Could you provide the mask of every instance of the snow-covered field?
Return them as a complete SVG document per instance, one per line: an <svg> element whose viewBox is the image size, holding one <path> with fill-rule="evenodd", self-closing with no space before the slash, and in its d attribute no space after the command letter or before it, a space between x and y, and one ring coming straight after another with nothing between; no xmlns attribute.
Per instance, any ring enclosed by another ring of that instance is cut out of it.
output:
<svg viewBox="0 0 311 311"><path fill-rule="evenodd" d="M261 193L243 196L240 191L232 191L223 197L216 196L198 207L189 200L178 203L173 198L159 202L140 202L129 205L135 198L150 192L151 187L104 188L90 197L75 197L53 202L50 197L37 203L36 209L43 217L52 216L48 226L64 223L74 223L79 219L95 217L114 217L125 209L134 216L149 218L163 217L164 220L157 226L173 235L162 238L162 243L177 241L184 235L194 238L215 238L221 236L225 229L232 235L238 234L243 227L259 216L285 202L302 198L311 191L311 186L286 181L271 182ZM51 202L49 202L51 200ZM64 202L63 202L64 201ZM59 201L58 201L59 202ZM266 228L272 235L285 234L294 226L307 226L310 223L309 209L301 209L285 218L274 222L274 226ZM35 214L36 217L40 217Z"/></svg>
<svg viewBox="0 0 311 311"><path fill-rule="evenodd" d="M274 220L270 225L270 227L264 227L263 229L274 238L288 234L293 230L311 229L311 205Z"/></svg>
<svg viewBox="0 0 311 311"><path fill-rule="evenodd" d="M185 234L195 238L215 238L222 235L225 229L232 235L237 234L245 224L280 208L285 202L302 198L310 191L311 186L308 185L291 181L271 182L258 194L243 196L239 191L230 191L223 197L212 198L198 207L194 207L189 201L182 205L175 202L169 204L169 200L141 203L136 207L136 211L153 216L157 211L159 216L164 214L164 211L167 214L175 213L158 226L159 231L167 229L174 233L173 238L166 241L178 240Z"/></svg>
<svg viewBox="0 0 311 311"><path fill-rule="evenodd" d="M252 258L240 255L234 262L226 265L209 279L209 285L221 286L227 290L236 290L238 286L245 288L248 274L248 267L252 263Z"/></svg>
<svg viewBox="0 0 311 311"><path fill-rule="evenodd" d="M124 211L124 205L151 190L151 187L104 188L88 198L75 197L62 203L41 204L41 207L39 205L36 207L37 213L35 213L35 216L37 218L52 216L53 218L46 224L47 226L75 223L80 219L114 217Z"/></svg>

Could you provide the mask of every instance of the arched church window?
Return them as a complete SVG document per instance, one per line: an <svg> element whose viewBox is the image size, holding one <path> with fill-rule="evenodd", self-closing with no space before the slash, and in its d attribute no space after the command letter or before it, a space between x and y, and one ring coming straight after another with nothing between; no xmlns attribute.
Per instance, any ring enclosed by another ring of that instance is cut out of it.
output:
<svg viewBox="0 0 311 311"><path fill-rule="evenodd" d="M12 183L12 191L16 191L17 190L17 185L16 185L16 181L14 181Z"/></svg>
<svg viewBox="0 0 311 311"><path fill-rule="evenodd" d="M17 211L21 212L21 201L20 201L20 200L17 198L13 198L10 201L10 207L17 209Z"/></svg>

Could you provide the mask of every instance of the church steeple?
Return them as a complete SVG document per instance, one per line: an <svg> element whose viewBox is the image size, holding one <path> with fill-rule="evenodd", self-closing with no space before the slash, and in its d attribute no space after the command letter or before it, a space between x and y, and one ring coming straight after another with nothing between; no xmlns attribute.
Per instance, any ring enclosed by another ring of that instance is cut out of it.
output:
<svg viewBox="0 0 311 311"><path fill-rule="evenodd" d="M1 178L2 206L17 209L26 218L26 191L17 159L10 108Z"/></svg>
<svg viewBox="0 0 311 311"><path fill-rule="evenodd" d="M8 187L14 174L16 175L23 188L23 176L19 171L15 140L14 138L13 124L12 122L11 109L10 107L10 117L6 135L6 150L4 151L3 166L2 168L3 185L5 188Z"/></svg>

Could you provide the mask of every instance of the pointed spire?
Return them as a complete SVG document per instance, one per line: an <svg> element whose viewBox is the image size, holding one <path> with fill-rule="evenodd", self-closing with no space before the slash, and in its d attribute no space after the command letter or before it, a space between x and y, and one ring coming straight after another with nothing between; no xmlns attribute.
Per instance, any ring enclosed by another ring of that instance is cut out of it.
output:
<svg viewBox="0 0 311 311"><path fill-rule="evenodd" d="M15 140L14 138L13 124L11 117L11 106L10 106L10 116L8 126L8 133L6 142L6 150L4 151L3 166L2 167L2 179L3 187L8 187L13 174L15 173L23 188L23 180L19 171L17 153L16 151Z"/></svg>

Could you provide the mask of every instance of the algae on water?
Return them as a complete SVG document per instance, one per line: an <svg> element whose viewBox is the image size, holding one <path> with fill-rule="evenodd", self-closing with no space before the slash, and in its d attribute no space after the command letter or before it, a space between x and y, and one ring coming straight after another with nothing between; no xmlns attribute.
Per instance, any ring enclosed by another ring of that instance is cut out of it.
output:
##########
Reproduce every line above word for word, without omitting or altering anything.

Could you provide the mask of every instance of the snow-covered field?
Return them as a complete SVG document per instance, one per line: an <svg> element whose viewBox is the image size, holding one <path> with fill-rule="evenodd", self-closing with no space before the slash, and in its d attribute no space after the command letter or before it, a space between x and y, and one ring coming straight after another with nothing between; no xmlns attribute.
Per instance, any ring enclosed by another ring of that instance is cut out of it.
output:
<svg viewBox="0 0 311 311"><path fill-rule="evenodd" d="M261 193L243 196L240 191L232 191L223 197L216 196L198 207L189 200L178 203L173 198L159 202L140 202L129 205L135 198L150 192L151 187L104 188L90 197L75 197L53 202L50 197L37 203L36 209L43 217L52 216L48 226L64 223L74 223L79 219L95 217L114 217L125 209L134 216L149 218L163 217L164 220L157 226L173 235L162 238L162 243L177 241L184 235L194 238L215 238L221 236L225 229L232 235L238 234L243 227L259 216L285 202L302 198L311 191L311 186L286 181L271 182ZM51 202L49 202L51 200ZM64 202L63 202L64 201ZM59 201L58 201L59 202ZM266 228L272 235L285 234L294 226L307 226L310 223L309 209L301 209L285 218L274 222L274 226ZM35 214L36 217L40 217Z"/></svg>
<svg viewBox="0 0 311 311"><path fill-rule="evenodd" d="M274 220L270 225L270 227L264 227L263 229L274 238L288 234L293 230L311 229L311 205Z"/></svg>
<svg viewBox="0 0 311 311"><path fill-rule="evenodd" d="M185 234L195 238L215 238L222 235L225 229L232 235L237 234L245 224L280 208L285 202L302 198L310 191L311 186L308 185L291 181L271 182L258 194L243 196L239 191L230 191L223 197L212 198L198 207L194 207L189 201L182 205L175 202L169 204L169 200L141 203L136 207L136 211L153 216L157 211L159 216L164 214L164 211L167 214L175 213L158 226L159 231L167 229L174 233L173 238L166 241L178 240Z"/></svg>
<svg viewBox="0 0 311 311"><path fill-rule="evenodd" d="M252 258L240 255L234 262L226 265L209 279L209 285L221 286L227 290L236 290L238 286L245 288L248 274L248 267L252 263Z"/></svg>
<svg viewBox="0 0 311 311"><path fill-rule="evenodd" d="M124 211L124 205L151 190L151 187L104 188L88 198L75 197L62 203L41 204L41 207L39 205L36 207L37 213L35 213L35 216L37 218L52 216L53 218L46 224L47 226L75 223L80 219L114 217Z"/></svg>

Could you provide the mask of every instance of the arched church window?
Return them as a complete SVG document per instance, one per line: an <svg> element whose viewBox is the image size, holding one <path> with fill-rule="evenodd", self-closing with no space before the slash, and in its d attribute no space after the command letter or before it, a space between x and y, and one ring coming straight after another with nothing between; no xmlns attribute.
Per instance, any ring enclosed by another ring of that instance is cut out of it.
output:
<svg viewBox="0 0 311 311"><path fill-rule="evenodd" d="M12 183L12 191L16 191L17 190L17 185L16 185L16 181L14 181Z"/></svg>
<svg viewBox="0 0 311 311"><path fill-rule="evenodd" d="M17 211L21 212L21 201L20 201L20 200L17 198L13 198L10 201L10 207L17 209Z"/></svg>

Could you provide the mask of every instance of the church steeple?
Return them as a complete SVG document per instance, one per line: an <svg> element whose viewBox is the image size, holding one <path> with fill-rule="evenodd", self-closing with no space before the slash, and in its d attribute no space after the command letter or before it, a space between x and y, and one ring coming straight after another with nothing between; no xmlns attribute.
Per instance, any ring enclosed by another ring of that instance is cut out of it.
output:
<svg viewBox="0 0 311 311"><path fill-rule="evenodd" d="M1 178L2 206L17 209L26 218L26 191L17 159L10 108Z"/></svg>
<svg viewBox="0 0 311 311"><path fill-rule="evenodd" d="M8 187L14 174L16 175L23 188L23 176L19 171L15 140L14 138L13 124L12 122L11 109L10 107L10 117L6 135L6 150L4 151L3 166L2 168L3 185L5 188Z"/></svg>

Could you provide the mask of every instance of the pointed spire?
Return them as a complete SVG document per instance, one per line: an <svg> element whose viewBox is the image size, holding one <path> with fill-rule="evenodd", self-closing with no space before the slash, and in its d attribute no space after the command letter or before it, a space between x and y, and one ring coming straight after another with nothing between; no xmlns attribute.
Per instance, any ring enclosed by another ring of that instance is cut out of it.
output:
<svg viewBox="0 0 311 311"><path fill-rule="evenodd" d="M15 140L14 138L13 124L11 117L11 106L10 106L10 116L8 126L8 133L6 142L6 150L4 151L3 166L2 167L2 179L3 187L8 187L13 174L15 173L23 188L23 180L19 171L17 153L16 151Z"/></svg>

Could you provide the mask of every instance of the algae on water?
Return them as a complete SVG document per instance, one per line: an <svg> element whose viewBox is the image size, holding one <path> with fill-rule="evenodd", self-closing with no space before the slash, and in its d attribute no space after the command letter or before it, a space between x and y, and one ring coming straight after another with nothing between; no xmlns attribute.
Per instance, any ring enclosed by another ring of that instance is cut out of it.
output:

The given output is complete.